+++ EXTRACTED DATA

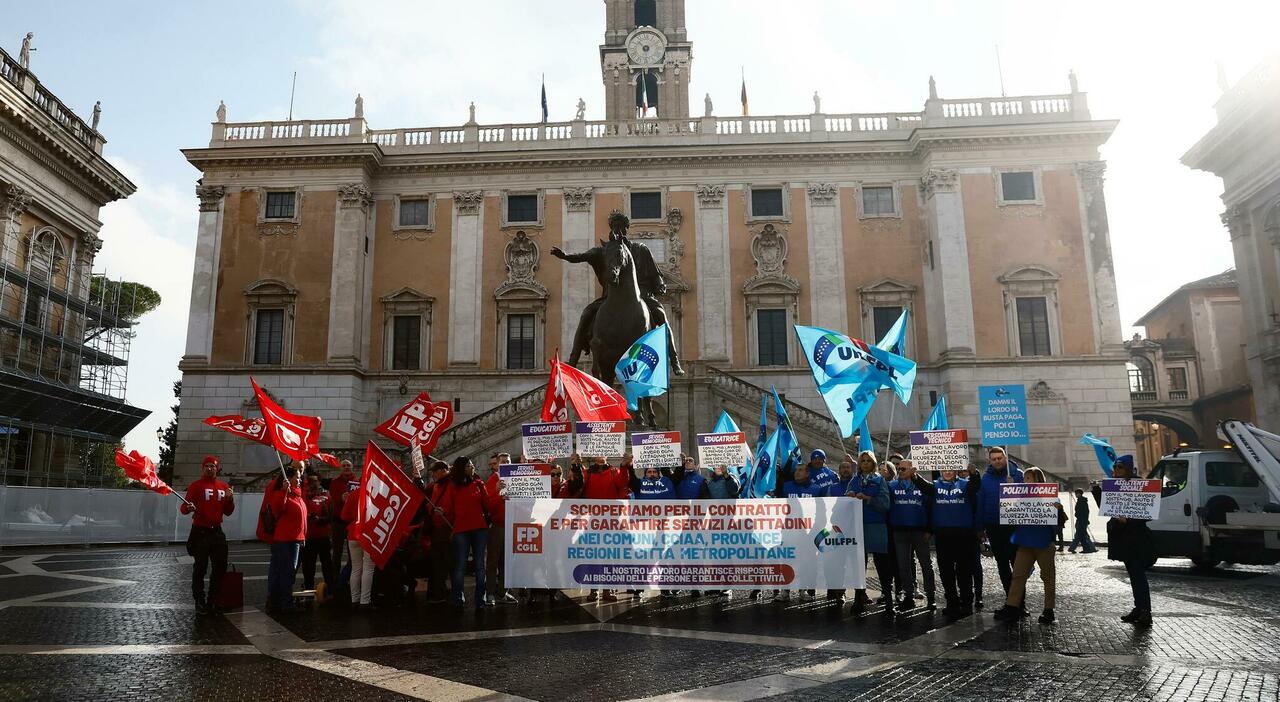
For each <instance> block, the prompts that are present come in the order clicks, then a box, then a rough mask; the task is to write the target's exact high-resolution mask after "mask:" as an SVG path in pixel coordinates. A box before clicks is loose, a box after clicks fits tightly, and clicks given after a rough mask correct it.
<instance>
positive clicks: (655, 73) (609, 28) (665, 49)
mask: <svg viewBox="0 0 1280 702" xmlns="http://www.w3.org/2000/svg"><path fill="white" fill-rule="evenodd" d="M604 8H605V10H604V17H605V31H604V44H603V45H600V70H602V74H603V78H604V118H605V119H608V120H611V122H612V120H628V119H635V118H662V119H682V118H687V117H689V67H690V63H691V61H692V51H691V47H692V45H691V44H690V42H689V37H687V35H686V31H685V0H604Z"/></svg>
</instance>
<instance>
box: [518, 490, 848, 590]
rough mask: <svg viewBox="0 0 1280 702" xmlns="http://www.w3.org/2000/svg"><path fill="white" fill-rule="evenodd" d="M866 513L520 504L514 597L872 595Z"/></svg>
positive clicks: (816, 506)
mask: <svg viewBox="0 0 1280 702" xmlns="http://www.w3.org/2000/svg"><path fill="white" fill-rule="evenodd" d="M861 510H863V503H861V501H860V500H842V498H836V497H815V498H796V497H794V498H788V500H653V501H648V500H639V501H627V500H520V501H513V502H508V503H507V510H506V515H507V516H506V520H507V521H506V529H507V538H506V539H504V541H506V544H507V546H506V552H504V559H506V561H504V562H506V583H507V587H515V588H556V589H562V588H623V589H634V588H648V589H669V588H681V589H768V588H782V589H800V588H809V589H845V588H863V587H867V573H865V570H864V565H863V559H864V556H863V512H861Z"/></svg>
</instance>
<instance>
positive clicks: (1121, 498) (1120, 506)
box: [1098, 479, 1160, 520]
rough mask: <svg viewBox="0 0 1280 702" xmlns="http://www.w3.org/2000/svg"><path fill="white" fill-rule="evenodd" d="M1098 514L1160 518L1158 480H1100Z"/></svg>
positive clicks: (1110, 479)
mask: <svg viewBox="0 0 1280 702" xmlns="http://www.w3.org/2000/svg"><path fill="white" fill-rule="evenodd" d="M1098 515H1100V516H1123V518H1125V519H1146V520H1152V519H1160V480H1138V479H1134V480H1119V479H1106V480H1102V503H1101V505H1098Z"/></svg>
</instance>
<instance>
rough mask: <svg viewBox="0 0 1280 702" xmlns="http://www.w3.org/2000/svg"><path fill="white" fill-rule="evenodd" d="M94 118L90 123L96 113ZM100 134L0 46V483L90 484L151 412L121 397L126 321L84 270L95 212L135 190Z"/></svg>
mask: <svg viewBox="0 0 1280 702" xmlns="http://www.w3.org/2000/svg"><path fill="white" fill-rule="evenodd" d="M95 122H96V119H95ZM104 143H105V140H104V138H102V135H100V133H99V132H97V129H95V128H93V127H91V126H90V124H86V123H84V120H82V119H81V118H78V117H76V114H74V113H73V111H72V110H70V109H69V108H68V106H67V105H64V104H63V102H61V101H60V100H59V99H58V97H56V96H55V95H54V94H52V92H50V91H49V88H46V87H45V86H44V85H41V82H40V81H38V79H37V78H36V74H35V73H32V72H31V70H28V69H26V68H23V65H22V64H20V63H19V61H17V60H14V59H13V58H10V56H9V54H6V53H4V51H3V50H0V480H3V483H5V484H12V486H56V487H63V486H65V487H84V486H97V484H101V483H104V482H106V480H110V479H114V478H113V477H111V473H108V471H102V470H101V468H102V465H104V464H105V465H110V461H111V455H113V451H114V447H115V445H116V443H119V442H120V438H122V437H123V436H124V434H125V433H128V432H129V430H131V429H133V427H136V425H137V424H138V423H140V421H142V419H143V418H146V416H147V414H150V412H148V411H146V410H141V409H138V407H133V406H129V404H128V402H125V400H124V384H125V378H127V371H128V347H129V333H128V328H129V327H131V325H132V322H131V319H129V316H131V307H129V300H120V298H119V296H118V295H116V291H118V290H119V286H114V284H110V283H106V282H105V281H104V279H102V278H100V277H95V275H93V274H92V266H93V256H95V255H96V254H97V251H99V250H100V249H101V246H102V240H101V238H99V236H97V232H99V229H100V228H101V222H99V210H100V208H102V206H104V205H106V204H108V202H111V201H114V200H120V199H124V197H128V196H129V195H132V193H133V191H134V186H133V183H131V182H129V181H128V179H127V178H125V177H124V176H122V174H120V172H119V170H116V169H115V168H114V167H111V164H110V163H108V161H106V159H104V158H102V145H104Z"/></svg>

++++++

Begin at the first line of the data above and repeat each line exactly, stopping after the line containing "box: [1098, 479, 1160, 520]". Omit the pictures.

• [RESPONSE TO THIS EXERCISE]
For each <instance> block, the prompts that are present come in the order clicks, then a box, then a rough mask; the task is to write the target's exact high-resolution mask after "mask:" as an SVG path in pixel coordinates. A box before clicks is loose, a box after clicks fits tightly, and clicks given after a rough mask correct it.
<instance>
positive clicks: (655, 73) (609, 28) (665, 49)
mask: <svg viewBox="0 0 1280 702" xmlns="http://www.w3.org/2000/svg"><path fill="white" fill-rule="evenodd" d="M604 8H605V10H604V17H605V31H604V44H603V45H600V70H602V74H603V78H604V118H605V119H608V120H611V122H612V120H628V119H635V118H662V119H682V118H687V117H689V67H690V63H691V61H692V51H691V47H692V45H691V44H690V42H689V37H687V35H686V31H685V0H604Z"/></svg>
</instance>
<instance>
box: [518, 490, 848, 590]
rough mask: <svg viewBox="0 0 1280 702" xmlns="http://www.w3.org/2000/svg"><path fill="white" fill-rule="evenodd" d="M866 513L520 504L514 597L872 595Z"/></svg>
positive clicks: (816, 506)
mask: <svg viewBox="0 0 1280 702" xmlns="http://www.w3.org/2000/svg"><path fill="white" fill-rule="evenodd" d="M861 510H863V503H861V501H860V500H842V498H836V497H815V498H796V497H794V498H788V500H653V501H648V500H639V501H627V500H520V501H513V502H508V503H507V510H506V515H507V516H506V520H507V521H506V529H507V538H506V539H504V541H506V544H507V546H506V552H504V559H506V561H504V562H506V583H507V587H515V588H556V589H562V588H623V589H634V588H648V589H669V588H681V589H768V588H782V589H800V588H809V589H845V588H863V587H867V573H865V570H864V565H863V559H864V556H863V512H861Z"/></svg>
</instance>
<instance>
positive clicks: (1121, 498) (1120, 506)
box: [1098, 479, 1160, 520]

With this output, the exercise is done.